■ Document excerpt ■
⁂

One Week Reprieve on Completing the Stock Plan Administration Survey But don’t wait any longer! This is it–we won’t be able to extend the deadline again; issuers must complete the survey by this Friday, May 2 to have access to the full results. The NASPP’s 2014 Domestic Stock Plan Design Survey (co-sponsored by Deloitte Consulting LLP) is the best source of data on stock plan administrative practices. You’ll be sorry if you miss this chance: register to participate today.
NASPP Conference Price Goes Up after May 9 We’ve introduced phased-in pricing for this year’s NASPP Conference. The earlier you register; the less you pay. Don’t wait–register before the price goes up next Friday, May 9.
NASPP To Do List Here is your NASPP to do list for this week:
Register for the 22nd Annual NASPP Conference. The Conference will be held from September 29-October 2, 2014 at the Mandalay Bay in Las Vegas. Don’t wait–the price goes up again after May 9!
Read Andrea Best’s newest blog entry in the NASPP Career Center, “From Management to Leadership: Cultivating Loyalty and Retaining an Enthusiastic Team.”
It’s not too late to sign up for the NASPP’s acclaimed online Stock Plan Fundamentals course; all webcasts have been archived for you to listen to at your convenience.
For today’s blog entry, I have a couple of follow-up tidbits related to the recent EITF decision on accounting for awards with performance periods that are longer than the time-based service period. I know you are thinking: “Yeesh, it was bad enough the first time, how much more could there be to say on this topic!” but you don’t write a blog.
Background
To refresh your memory, this applies to performance awards that provide a payout to retirees at the end of the performance period contingent on achieving a non-market condition target (in other words, just about any goal other than stock price or TSR targets). Where awards like this are held by retirement-eligible employees, the awards will not be forfeited in the event of the employees’ terminations but could still be forfeited due to failure to achieve the performance targets. The service component of the vesting requirements has been fulfilled but not the performance component.
This also applies to awards granted by private companies that vest based on both a time-based schedule and upon an IPO/CIC.

⁂

■ Records for the exercise ■
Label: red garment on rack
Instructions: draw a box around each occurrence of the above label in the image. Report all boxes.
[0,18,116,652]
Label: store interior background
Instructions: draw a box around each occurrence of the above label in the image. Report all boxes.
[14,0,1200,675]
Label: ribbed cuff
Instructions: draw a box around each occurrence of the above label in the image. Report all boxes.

⁂

■ Required tasks ■
1. In the NASPP blog post, when and where will the 22nd Annual NASPP Conference be held?
2. Copy every row in Block 1 word for word.

■ Answers provided ■
1. September 29–October 2, 2014, at the Mandalay Bay in Las Vegas.

2.
Label: red garment on rack
Instructions: draw a box around each occurrence of the above label in the image. Report all boxes.
[0,18,116,652]
Label: store interior background
Instructions: draw a box around each occurrence of the above label in the image. Report all boxes.
[14,0,1200,675]
Label: ribbed cuff
Instructions: draw a box around each occurrence of the above label in the image. Report all boxes.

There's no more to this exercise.